• **EXERCISE REQUIREMENTS**:
Lines before the one containing "Target: front wheel" are to be skipped; reproduce that line and the rest of the records below exactly.

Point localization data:

┄┄┄┄┄┄┄┄┄┄

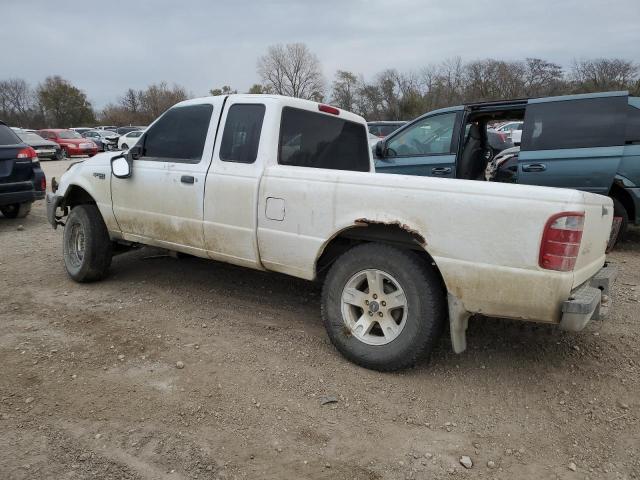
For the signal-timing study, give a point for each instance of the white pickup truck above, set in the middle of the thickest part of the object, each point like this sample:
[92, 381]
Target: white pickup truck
[287, 185]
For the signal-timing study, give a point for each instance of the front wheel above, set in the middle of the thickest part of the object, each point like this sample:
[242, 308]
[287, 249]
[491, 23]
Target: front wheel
[87, 248]
[383, 308]
[16, 210]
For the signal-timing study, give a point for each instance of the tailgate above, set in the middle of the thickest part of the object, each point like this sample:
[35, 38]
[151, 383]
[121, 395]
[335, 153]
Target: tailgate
[595, 237]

┄┄┄┄┄┄┄┄┄┄

• **ANSWER FOR THIS EXERCISE**:
Target: front wheel
[87, 248]
[383, 308]
[16, 210]
For the signal-timing study, give a point for each instance of the tailgate above, set in the middle of the thickest part of the object, each point like this sample:
[35, 38]
[151, 383]
[121, 395]
[335, 153]
Target: tailgate
[595, 237]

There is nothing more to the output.